RECORDS SUPPLIED »
=-=-=
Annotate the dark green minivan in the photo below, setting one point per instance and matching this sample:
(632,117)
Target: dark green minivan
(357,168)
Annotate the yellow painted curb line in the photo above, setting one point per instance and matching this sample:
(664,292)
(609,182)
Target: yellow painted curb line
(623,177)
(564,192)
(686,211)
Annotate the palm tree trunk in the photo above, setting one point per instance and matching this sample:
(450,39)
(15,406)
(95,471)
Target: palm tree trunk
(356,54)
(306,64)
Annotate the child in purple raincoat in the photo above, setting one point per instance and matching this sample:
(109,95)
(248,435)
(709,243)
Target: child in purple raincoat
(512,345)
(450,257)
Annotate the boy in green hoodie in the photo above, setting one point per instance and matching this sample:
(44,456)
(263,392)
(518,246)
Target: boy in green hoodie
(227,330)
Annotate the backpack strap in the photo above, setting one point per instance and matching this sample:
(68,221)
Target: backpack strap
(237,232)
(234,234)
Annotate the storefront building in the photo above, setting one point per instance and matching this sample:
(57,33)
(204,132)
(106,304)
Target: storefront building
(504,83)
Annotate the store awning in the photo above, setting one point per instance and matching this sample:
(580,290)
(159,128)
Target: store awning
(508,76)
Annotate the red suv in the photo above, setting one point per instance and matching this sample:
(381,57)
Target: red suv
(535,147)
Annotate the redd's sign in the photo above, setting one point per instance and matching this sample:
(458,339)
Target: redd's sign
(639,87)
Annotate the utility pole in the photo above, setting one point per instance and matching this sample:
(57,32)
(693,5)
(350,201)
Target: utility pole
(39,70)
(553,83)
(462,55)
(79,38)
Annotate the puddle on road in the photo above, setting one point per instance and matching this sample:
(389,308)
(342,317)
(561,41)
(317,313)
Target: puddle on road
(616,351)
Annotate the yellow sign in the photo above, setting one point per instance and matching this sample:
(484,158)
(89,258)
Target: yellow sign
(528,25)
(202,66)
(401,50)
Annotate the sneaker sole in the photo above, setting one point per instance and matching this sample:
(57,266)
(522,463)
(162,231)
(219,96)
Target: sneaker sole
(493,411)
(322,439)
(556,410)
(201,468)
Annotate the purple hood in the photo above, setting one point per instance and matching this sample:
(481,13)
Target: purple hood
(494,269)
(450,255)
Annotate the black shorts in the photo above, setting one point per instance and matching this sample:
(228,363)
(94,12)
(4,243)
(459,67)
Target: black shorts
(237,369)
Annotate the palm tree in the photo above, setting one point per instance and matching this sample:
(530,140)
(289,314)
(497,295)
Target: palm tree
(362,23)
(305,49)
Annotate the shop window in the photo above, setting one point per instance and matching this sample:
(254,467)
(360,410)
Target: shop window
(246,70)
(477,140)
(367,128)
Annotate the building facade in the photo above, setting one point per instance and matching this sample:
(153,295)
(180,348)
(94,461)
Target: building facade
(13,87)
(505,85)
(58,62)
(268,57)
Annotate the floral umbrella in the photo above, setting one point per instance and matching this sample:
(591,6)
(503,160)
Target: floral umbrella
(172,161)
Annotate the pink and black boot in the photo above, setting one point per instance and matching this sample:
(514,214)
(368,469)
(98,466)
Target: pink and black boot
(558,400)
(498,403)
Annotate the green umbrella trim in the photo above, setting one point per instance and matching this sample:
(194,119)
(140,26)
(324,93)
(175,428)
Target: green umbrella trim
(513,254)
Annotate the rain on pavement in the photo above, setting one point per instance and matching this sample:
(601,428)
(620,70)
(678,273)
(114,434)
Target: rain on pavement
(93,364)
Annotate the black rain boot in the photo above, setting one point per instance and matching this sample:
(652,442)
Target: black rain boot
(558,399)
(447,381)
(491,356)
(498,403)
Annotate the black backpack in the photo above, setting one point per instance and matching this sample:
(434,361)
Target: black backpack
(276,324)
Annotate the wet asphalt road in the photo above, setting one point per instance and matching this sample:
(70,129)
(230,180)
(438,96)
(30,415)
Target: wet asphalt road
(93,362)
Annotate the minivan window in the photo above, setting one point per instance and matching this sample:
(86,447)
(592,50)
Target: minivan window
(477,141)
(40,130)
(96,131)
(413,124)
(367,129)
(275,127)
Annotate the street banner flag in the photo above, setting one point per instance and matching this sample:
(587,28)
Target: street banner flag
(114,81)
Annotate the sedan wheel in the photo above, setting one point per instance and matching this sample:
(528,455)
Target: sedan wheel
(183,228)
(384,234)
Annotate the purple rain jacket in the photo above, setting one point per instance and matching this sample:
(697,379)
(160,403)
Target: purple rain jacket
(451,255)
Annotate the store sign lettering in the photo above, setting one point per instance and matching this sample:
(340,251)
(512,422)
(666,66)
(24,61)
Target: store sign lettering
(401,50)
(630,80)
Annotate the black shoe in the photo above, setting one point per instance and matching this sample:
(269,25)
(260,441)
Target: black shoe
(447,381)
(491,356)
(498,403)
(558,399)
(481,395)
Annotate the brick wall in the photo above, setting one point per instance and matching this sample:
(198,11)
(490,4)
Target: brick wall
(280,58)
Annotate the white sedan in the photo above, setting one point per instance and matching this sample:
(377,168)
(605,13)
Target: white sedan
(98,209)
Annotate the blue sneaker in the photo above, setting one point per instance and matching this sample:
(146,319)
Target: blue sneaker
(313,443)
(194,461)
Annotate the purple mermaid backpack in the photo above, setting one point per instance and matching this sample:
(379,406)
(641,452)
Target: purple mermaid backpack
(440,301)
=-=-=
Rewrite everything from the row containing "Annotate the purple mermaid" down to the end of the rows, requests included, multiplying each answer coordinate by 1.4 and rounding to whole numbers with halves rounded up. Keep the coordinates in the requests and their samples unchanged.

REPLY TO THE EXERCISE »
Annotate the purple mermaid backpack in the photo above, setting one point per instance and matching this sample:
(379,406)
(641,452)
Target: purple mermaid backpack
(616,421)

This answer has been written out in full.